> [Arbeitsauftrag A]:
Beantworten Sie anhand des Auszugs zum Verwaltungsstrafverfahren diese Fragen:
(i) Von welchem Datum ist das Schreiben, mit dem die Bezirkshauptmannschaft Gmunden der Argumentation des Dr. S beitritt?
(ii) Wie hoch ist das monatliche Nettoeinkommen des Berufungswerbers?
(iii) Ab welcher Uhrzeit des auf den Unfall folgenden Tages hätte der Berufungswerber der Meldeverpflichtung zumindest nachkommen müssen?
> [Arbeitsauftrag B]: Schreiben Sie aus dem Auszug zum Verwaltungsstrafverfahren die Stelle wortgetreu ab, die mit „Die Bezirkshauptmannschaft Gmunden“ beginnt und mit „als bestätigt an.“ endet.

> [Textauszug]:
Die Bezirkshauptmannschaft Gmunden als belangte Behörde tritt mit Schreiben vom 19.Jänner 1994 der Argumentation des Dr. S vollinhaltlich bei und sieht darin ihre Annahme, die sich auf das ärztliche Gutachten des Dr. H stützte, als bestätigt an.

Die im Akt aufscheinenden allseitigen Verhältnisse (Hausbesitz, monatliches Nettoeinkommen 15.000 S und Sorgepflicht für einen 22-jährigen Studenten) blieben unwidersprochen und werden deshalb auch dieser Entscheidung zugrundegelegt. Dies trifft auch auf die verwaltungsstrafrechtliche Unbescholtenheit des Berufungswerbers zu.

Neben den iSd § 19 Abs.2 VStG eben genannten für die Strafbemessung relevanten Tatbestandselementen gilt sohin als erwiesen, daß der Berufungswerber nach dem Verkehrsunfall unter Einwirkung des Unfallschocks lediglich für kurze Zeit - bis zu einer Stunde - in einem die Diskretions- und Dispositionsfähigkeit ausschließenden Zustand sich befunden hat, jedoch keinesfalls für die gesamte Nacht bzw. bis zum Morgen des nächsten Tages. Er ist sohin für sein Verhalten, nämlich es unterlassen zu haben, ohne unnötigen Aufschub die nächste Gendarmeriedienststelle vom Verkehrsunfall zu verständigen im Sinne des § 3 VStG voll verantwortlich. Hiezu wird noch angemerkt, daß - selbst wenn der behauptete posttraumatische Zustand 12 Stunden gedauert hätte - was nicht als erwiesen angenommen wird - , auch die letztlich erst am Montag erstattete Unfallmeldung (wenn diese überhaupt als eine solche zu qualifizieren ist) den Beschuldigten nicht exkulpieren würde, weil er zumindest ab 9.00 Uhr morgens des dem Unfall folgenden Tages der Meldeverpflichtung hätte nachkommen müssen, was jedoch ebenfalls nicht geschah, weil ein privates Telefongespräch mit einem Kollegen der Gendarmerie nicht als eine ordnungsgemäße Meldung angesehen wird.

> [Gespeicherte Daten]:
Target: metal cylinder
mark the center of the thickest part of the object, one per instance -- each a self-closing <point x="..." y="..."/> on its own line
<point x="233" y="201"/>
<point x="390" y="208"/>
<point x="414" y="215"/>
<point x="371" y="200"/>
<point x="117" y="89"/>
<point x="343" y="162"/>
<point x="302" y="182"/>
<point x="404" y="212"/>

> [Lösung A]:
(i) 19. Jänner 1994
(ii) 15.000 S
(iii) ab 9.00 Uhr morgens

> [Lösung B]:
Die Bezirkshauptmannschaft Gmunden als belangte Behörde tritt mit Schreiben vom 19.Jänner 1994 der Argumentation des Dr. S vollinhaltlich bei und sieht darin ihre Annahme, die sich auf das ärztliche Gutachten des Dr. H stützte, als bestätigt an.